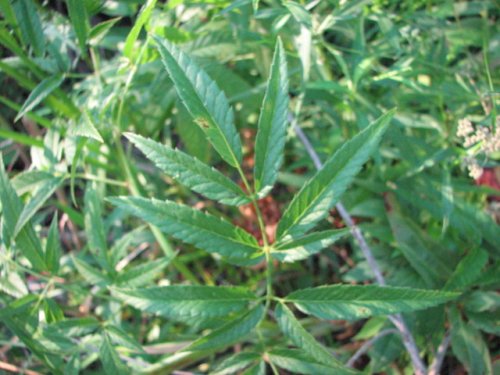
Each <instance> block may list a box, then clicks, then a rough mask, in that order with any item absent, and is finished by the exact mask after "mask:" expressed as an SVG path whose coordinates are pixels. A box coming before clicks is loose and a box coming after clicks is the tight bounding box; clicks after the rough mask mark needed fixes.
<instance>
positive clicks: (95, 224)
mask: <svg viewBox="0 0 500 375" xmlns="http://www.w3.org/2000/svg"><path fill="white" fill-rule="evenodd" d="M84 201H85V233H86V235H87V243H88V246H89V248H90V251H91V252H92V254H94V256H95V258H96V260H97V262H98V263H99V265H100V266H101V267H102V268H104V269H106V270H107V271H109V272H112V271H113V267H112V265H111V264H110V261H109V259H108V245H107V241H106V232H105V228H104V222H103V220H102V216H103V215H102V207H101V201H100V199H99V196H98V195H97V190H96V189H94V188H92V186H91V185H89V187H88V188H87V189H86V191H85V197H84Z"/></svg>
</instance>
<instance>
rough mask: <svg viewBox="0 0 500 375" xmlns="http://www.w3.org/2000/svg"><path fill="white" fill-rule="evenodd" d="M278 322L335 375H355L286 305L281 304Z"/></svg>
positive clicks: (311, 355) (286, 331) (285, 335)
mask: <svg viewBox="0 0 500 375" xmlns="http://www.w3.org/2000/svg"><path fill="white" fill-rule="evenodd" d="M275 315H276V321H277V322H278V325H279V326H280V328H281V331H282V332H283V333H284V334H285V336H286V337H288V338H289V339H290V340H292V342H293V343H294V344H295V345H297V346H298V347H299V348H301V349H303V350H304V352H306V353H307V354H308V355H310V356H311V357H313V358H315V359H316V360H317V361H319V362H320V363H322V364H323V365H326V366H329V367H330V368H331V371H336V372H335V374H354V373H356V372H355V371H352V370H350V369H348V368H346V367H344V365H343V364H342V363H340V362H339V361H338V360H337V359H335V358H334V357H333V356H332V354H331V353H330V352H329V351H328V350H327V349H326V348H325V347H324V346H323V345H321V344H320V343H319V342H317V341H316V339H315V338H314V337H313V336H312V335H311V334H310V333H309V332H307V331H306V330H305V329H304V327H302V325H301V324H300V322H299V321H298V320H297V319H296V318H295V316H294V315H293V313H292V312H291V311H290V309H289V308H288V307H286V306H285V305H284V304H282V303H279V304H278V306H277V307H276V311H275Z"/></svg>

* WORK TO COMPLETE
Scan the material above for the string "instance". Return each line where it occurs.

* EXERCISE OUTPUT
Each <instance> block may list a box, then clicks, then a rough mask, in that order with any item absent, and is finished by the exact mask after "mask:" expressed as an SVG path whose coordinates are pixels. A box coming before clicks is loose and a box coming after clicks is the tight bounding box; clicks after the rough mask mark needed fixes.
<instance>
</instance>
<instance>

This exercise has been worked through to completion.